- Materials provided
=-=-=-=-=

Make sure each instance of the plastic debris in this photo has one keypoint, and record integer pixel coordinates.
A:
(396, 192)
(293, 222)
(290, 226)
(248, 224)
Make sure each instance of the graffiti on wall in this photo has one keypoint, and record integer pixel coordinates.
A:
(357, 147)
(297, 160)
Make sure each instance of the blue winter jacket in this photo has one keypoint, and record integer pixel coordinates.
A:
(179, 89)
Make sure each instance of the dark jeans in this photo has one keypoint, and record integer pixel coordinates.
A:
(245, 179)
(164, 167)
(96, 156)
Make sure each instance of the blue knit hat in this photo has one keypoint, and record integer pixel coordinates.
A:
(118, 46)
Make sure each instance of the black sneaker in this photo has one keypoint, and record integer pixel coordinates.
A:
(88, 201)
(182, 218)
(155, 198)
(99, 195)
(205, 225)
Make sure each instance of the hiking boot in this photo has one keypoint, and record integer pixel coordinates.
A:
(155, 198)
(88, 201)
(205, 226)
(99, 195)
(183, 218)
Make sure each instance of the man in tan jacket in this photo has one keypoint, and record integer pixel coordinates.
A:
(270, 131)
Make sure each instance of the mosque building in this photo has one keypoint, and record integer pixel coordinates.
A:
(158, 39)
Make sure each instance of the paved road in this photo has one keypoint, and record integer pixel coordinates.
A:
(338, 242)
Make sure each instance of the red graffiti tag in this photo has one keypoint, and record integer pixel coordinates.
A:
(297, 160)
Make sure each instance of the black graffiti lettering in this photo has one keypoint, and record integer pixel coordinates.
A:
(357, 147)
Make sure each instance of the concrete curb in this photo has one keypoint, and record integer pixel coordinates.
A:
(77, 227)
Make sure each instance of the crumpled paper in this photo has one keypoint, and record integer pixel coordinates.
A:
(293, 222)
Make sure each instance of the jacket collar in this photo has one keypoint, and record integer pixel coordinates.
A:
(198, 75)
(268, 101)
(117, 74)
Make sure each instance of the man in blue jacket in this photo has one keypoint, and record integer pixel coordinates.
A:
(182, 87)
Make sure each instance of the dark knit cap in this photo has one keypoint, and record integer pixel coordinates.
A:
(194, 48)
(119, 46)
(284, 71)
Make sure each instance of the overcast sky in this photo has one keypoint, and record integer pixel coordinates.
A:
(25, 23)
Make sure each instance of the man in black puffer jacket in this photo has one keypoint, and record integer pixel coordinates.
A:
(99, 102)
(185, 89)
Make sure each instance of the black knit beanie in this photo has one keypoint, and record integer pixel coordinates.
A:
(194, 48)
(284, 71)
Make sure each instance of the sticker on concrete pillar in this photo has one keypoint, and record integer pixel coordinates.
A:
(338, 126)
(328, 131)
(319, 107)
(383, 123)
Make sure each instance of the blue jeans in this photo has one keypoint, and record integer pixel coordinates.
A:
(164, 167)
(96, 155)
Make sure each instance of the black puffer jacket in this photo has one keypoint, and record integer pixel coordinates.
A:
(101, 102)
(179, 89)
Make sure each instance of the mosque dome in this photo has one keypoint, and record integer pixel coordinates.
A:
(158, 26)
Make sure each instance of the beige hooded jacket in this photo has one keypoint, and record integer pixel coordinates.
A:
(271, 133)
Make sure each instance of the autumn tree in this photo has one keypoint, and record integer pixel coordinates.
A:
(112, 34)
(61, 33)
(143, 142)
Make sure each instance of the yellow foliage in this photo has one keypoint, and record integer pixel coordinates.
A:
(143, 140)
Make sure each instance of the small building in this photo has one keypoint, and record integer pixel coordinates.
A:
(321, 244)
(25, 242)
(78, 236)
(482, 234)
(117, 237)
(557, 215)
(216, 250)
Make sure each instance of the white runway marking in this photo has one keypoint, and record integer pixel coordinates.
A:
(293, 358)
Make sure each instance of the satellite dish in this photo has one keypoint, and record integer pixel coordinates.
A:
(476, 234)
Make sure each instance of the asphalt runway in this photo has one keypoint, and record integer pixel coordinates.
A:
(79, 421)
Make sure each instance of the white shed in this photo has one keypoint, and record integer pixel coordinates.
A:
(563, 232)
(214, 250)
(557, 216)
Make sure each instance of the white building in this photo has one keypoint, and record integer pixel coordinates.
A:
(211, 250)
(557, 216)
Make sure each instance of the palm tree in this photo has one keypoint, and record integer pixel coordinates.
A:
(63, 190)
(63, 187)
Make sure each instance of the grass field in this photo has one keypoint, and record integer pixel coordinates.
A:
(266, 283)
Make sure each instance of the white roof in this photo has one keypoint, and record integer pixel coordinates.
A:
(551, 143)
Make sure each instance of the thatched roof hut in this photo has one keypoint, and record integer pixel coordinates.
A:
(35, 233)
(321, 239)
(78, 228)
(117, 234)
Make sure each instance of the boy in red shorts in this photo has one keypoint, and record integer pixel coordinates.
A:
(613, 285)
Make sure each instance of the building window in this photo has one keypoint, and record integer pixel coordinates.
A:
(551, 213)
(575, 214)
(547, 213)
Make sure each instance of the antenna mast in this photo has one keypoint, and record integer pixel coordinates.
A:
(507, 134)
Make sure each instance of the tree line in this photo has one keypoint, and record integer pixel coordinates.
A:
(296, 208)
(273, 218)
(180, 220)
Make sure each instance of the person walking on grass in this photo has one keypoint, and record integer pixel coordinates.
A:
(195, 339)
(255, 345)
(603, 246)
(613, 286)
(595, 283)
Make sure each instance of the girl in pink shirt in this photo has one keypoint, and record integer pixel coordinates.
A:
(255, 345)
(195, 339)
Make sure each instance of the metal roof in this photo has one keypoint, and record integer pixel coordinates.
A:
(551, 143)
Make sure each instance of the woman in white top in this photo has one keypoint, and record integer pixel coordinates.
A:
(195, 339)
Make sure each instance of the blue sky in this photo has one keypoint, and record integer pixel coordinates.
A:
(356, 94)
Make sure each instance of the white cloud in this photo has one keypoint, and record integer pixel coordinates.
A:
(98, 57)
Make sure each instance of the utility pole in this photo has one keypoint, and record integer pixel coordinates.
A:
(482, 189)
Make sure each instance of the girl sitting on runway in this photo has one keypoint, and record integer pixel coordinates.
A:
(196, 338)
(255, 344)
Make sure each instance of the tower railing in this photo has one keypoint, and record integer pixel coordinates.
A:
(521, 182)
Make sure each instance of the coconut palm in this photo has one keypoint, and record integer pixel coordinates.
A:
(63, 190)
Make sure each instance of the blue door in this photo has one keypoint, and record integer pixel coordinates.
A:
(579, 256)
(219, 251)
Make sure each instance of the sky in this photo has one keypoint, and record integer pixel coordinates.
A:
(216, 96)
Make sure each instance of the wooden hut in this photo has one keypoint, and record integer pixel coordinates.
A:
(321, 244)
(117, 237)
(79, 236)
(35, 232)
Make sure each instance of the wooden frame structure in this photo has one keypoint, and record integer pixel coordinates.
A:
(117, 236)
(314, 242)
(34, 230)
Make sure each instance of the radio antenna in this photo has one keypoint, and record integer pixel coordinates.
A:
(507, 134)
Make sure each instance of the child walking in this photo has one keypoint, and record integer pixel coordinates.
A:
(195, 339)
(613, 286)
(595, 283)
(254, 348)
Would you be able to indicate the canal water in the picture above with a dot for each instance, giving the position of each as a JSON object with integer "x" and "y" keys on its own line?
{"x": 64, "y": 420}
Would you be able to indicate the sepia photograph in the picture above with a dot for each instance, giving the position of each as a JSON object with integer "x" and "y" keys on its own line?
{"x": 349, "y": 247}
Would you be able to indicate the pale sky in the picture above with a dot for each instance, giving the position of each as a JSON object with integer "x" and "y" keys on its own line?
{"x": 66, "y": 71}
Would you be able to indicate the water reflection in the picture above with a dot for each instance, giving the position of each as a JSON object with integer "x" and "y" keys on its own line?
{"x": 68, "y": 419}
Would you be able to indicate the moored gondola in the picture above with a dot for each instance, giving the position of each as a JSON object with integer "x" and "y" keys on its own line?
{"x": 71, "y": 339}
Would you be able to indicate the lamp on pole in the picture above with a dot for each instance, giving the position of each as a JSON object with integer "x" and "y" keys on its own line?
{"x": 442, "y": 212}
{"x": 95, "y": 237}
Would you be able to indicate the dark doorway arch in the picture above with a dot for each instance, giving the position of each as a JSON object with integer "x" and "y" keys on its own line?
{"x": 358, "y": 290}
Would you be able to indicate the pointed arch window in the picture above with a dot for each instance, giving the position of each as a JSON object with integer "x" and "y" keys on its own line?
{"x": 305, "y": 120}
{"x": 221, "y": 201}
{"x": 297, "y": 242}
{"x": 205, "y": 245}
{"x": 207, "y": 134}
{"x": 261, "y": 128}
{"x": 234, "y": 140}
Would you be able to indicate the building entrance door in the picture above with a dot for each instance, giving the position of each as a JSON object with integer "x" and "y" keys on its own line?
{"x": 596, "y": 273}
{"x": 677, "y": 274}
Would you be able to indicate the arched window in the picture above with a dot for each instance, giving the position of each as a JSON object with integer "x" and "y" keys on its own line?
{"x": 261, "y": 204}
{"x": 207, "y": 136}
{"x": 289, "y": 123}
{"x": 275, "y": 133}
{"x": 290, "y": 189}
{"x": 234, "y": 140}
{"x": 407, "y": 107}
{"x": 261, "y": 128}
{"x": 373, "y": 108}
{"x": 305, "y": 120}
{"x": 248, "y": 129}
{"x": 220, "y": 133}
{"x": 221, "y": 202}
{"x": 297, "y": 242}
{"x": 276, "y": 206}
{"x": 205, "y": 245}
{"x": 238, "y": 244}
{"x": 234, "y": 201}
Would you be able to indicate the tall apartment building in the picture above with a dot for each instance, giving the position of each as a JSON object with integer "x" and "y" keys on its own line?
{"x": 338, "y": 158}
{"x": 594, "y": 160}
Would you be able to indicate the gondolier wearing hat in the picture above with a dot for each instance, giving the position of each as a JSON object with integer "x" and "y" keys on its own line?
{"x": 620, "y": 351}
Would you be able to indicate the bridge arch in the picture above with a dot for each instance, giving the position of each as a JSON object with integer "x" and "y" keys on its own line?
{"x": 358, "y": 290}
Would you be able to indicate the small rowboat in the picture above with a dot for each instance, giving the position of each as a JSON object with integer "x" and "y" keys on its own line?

=-=-=-=-=

- Directions for this task
Look above for lines with the word "wooden" and copy them all.

- Task solution
Make sure each instance of the wooden hut in this photo has one keypoint, and record integer pixel coordinates.
Make sure each instance of the wooden frame structure in this photo has one keypoint, and record integer pixel coordinates.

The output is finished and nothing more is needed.